REQUIREMENT
Reproduce every record exactly as it appears, but not the pictures.
BEGIN RECORDS FOR THIS EXERCISE
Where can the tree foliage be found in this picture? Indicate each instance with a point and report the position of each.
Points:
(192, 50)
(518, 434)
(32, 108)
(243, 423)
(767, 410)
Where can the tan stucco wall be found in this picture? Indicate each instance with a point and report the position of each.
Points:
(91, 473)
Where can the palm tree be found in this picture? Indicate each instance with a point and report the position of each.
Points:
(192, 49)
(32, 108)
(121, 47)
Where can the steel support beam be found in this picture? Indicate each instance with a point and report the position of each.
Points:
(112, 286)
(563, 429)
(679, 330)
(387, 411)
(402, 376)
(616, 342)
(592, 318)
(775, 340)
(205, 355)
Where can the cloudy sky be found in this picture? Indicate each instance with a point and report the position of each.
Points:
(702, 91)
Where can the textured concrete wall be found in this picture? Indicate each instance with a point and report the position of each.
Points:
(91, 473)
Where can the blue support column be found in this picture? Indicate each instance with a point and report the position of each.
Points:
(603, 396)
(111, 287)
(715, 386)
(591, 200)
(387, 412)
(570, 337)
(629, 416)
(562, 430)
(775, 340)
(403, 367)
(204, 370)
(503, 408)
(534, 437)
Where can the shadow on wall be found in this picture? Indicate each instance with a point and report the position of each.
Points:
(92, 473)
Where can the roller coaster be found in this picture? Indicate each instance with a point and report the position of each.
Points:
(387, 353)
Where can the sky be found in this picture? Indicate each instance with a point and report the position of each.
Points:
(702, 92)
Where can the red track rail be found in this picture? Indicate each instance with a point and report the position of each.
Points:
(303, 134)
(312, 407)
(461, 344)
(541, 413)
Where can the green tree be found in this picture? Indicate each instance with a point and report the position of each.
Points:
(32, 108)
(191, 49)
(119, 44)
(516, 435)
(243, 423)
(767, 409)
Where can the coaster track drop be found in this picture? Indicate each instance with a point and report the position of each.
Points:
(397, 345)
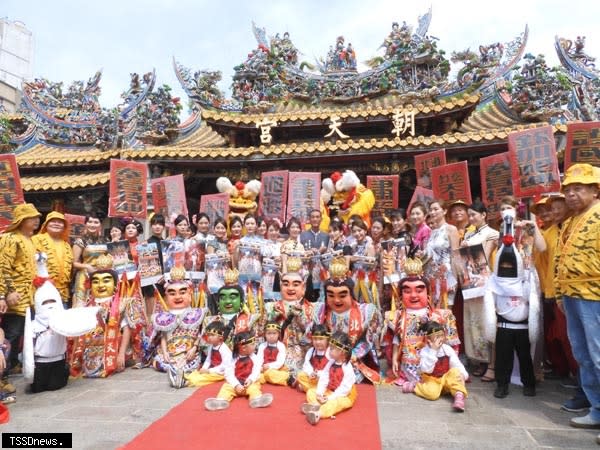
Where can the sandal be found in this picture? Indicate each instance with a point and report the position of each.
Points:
(489, 375)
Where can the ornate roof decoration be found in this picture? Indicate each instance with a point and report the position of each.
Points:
(536, 93)
(584, 76)
(272, 74)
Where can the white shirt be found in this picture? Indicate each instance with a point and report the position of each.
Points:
(279, 361)
(429, 358)
(345, 386)
(308, 368)
(225, 359)
(230, 371)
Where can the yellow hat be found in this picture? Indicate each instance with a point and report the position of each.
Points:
(541, 202)
(56, 215)
(582, 173)
(22, 212)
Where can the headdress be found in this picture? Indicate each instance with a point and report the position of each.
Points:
(340, 340)
(20, 213)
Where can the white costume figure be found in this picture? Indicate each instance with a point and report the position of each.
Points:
(45, 340)
(511, 312)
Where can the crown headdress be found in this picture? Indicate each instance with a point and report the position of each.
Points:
(413, 267)
(338, 269)
(231, 277)
(104, 262)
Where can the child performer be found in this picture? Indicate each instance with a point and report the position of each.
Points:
(217, 359)
(272, 354)
(241, 376)
(315, 360)
(335, 391)
(441, 370)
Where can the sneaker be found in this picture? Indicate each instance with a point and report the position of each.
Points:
(6, 398)
(459, 402)
(569, 383)
(7, 387)
(585, 422)
(215, 404)
(313, 418)
(529, 391)
(262, 401)
(309, 407)
(501, 391)
(576, 404)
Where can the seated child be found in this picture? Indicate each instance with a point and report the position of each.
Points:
(241, 376)
(315, 360)
(272, 356)
(441, 370)
(335, 391)
(217, 359)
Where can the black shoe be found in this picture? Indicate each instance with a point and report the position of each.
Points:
(501, 391)
(529, 391)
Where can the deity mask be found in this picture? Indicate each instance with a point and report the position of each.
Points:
(178, 296)
(414, 294)
(339, 298)
(230, 300)
(293, 287)
(103, 284)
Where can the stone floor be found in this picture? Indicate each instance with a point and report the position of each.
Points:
(103, 414)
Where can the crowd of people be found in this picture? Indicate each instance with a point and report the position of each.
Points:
(379, 300)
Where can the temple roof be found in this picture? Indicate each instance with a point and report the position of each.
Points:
(44, 155)
(50, 183)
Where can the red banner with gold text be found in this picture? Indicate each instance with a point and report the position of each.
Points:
(425, 162)
(583, 144)
(385, 189)
(127, 197)
(533, 161)
(11, 193)
(451, 182)
(273, 195)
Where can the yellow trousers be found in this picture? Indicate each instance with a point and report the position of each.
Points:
(196, 379)
(431, 388)
(306, 382)
(274, 376)
(227, 392)
(333, 406)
END RECORDS FOR THIS EXERCISE
RESPONSE BELOW
Where can the tree foliage be found in this picture? Indicate each instance with a point and report the position of each.
Points:
(192, 50)
(518, 434)
(32, 108)
(243, 423)
(767, 410)
Where can the tan stucco wall be found in this picture? Indicate each instance with a point and report the position of each.
Points:
(91, 473)
Where can the palm tree be found in this picture? Indicate each instance with a point and report the position of each.
Points:
(192, 49)
(32, 108)
(121, 47)
Where can the steel support beam be found in this picture? Indicate each instance with a point and report the position of each.
Points:
(112, 286)
(563, 429)
(679, 330)
(387, 411)
(402, 376)
(616, 342)
(592, 318)
(775, 340)
(205, 355)
Where can the cloudy sky be found in this picture? Indicate each instance with a point and report the position of each.
Points:
(702, 91)
Where can the textured concrete wall be found in this picture? Indicate each instance with a point and report the position of each.
Points:
(91, 473)
Where can the blue support column be found in this picture? Indicate each instance with a point and report the position of each.
Points:
(603, 396)
(111, 287)
(715, 386)
(591, 200)
(387, 412)
(570, 337)
(629, 416)
(562, 430)
(775, 340)
(403, 367)
(204, 370)
(503, 408)
(534, 437)
Where can the shadow on wall be found in this picture? Indicate each instance with a point and report the position of each.
Points:
(92, 473)
Where can the roller coaster be found in this picture? Indicate each instance with a point and report the position of each.
Points:
(387, 353)
Where can the sky be found in this picture? Indicate each instance with a point and report the position of each.
Points:
(702, 92)
Where can the red track rail be found in this picture? Indicate each instance with a point and report the position of each.
Points:
(303, 134)
(312, 407)
(461, 344)
(541, 413)
Where can the green tree be found in this picture? Indicate each instance with a point and report the position of each.
Points:
(32, 108)
(191, 49)
(119, 44)
(516, 435)
(243, 423)
(767, 409)
Where can the coaster track drop be found in this picture? Indicate each instance with a point and report the position of each.
Points:
(397, 345)
Where can the sandal be found in this picture? Indicate each instance with a point and report the position of each.
Points:
(489, 375)
Where can the ornate roof decoration be found in this picture? Indicate each instance with a point and report the position of each.
Points:
(536, 93)
(584, 76)
(272, 74)
Where can the white shirt be found in this picture? Indicate each instance with a point and report the position of each.
Points:
(279, 361)
(429, 358)
(345, 386)
(308, 368)
(225, 359)
(230, 371)
Where can the yellow hat be found in this picture? Indicate each instance with a point and report the position of each.
Points:
(541, 202)
(56, 215)
(582, 173)
(22, 212)
Where can the headdress be found in this picture? Indicate each instance with a point and report the position of each.
Points:
(340, 340)
(20, 213)
Where can the white costume figure be found in this picture? Indicate each instance with a point and report the position of each.
Points:
(45, 340)
(511, 312)
Where can the crown headdress be found in this picture? Indicate each instance with a point and report the position of each.
Points:
(413, 267)
(338, 269)
(231, 277)
(104, 262)
Where can the child performer be found in this picture? Indicate each instance with a point and report the position of each.
Points:
(217, 359)
(272, 354)
(241, 376)
(315, 360)
(335, 391)
(441, 370)
Where can the sneaker be found in this picture? Indicate each instance with a point and report the position of each.
Points:
(6, 398)
(459, 402)
(569, 383)
(7, 387)
(585, 422)
(215, 404)
(313, 418)
(529, 391)
(262, 401)
(309, 407)
(501, 391)
(576, 404)
Where can the seated child be found in this picture? Indicate each instance with a point and report the position of each.
Points:
(241, 376)
(315, 360)
(272, 356)
(441, 370)
(335, 391)
(217, 359)
Where can the black shoe be found in this picture? Indicate each instance with a point and report the position of each.
Points:
(501, 391)
(529, 391)
Where can the deity mask be found in this picture? Indicate each instance with a point and report the position of each.
Points:
(178, 296)
(414, 294)
(339, 298)
(230, 300)
(293, 287)
(103, 284)
Where can the stone floor be found in this picture? Indicate each instance with a point and report the position of each.
Points:
(103, 414)
Where can the crowd of people be found in this picture? Indicate each instance with a point and report the position of each.
Points:
(379, 300)
Where can the temple roof be found in this picture? Indicate each instance with a point and report the position of each.
Points:
(44, 155)
(50, 183)
Where can the red banner with gold text be found in this picture? Indicate each instance with a point and report the position of each.
Points:
(425, 162)
(583, 144)
(385, 189)
(127, 197)
(533, 161)
(11, 193)
(451, 182)
(273, 195)
Where can the yellow trousers be found in this picture? Indicate each instance with a point and report the position of each.
Points:
(196, 379)
(431, 388)
(306, 382)
(274, 376)
(227, 392)
(333, 406)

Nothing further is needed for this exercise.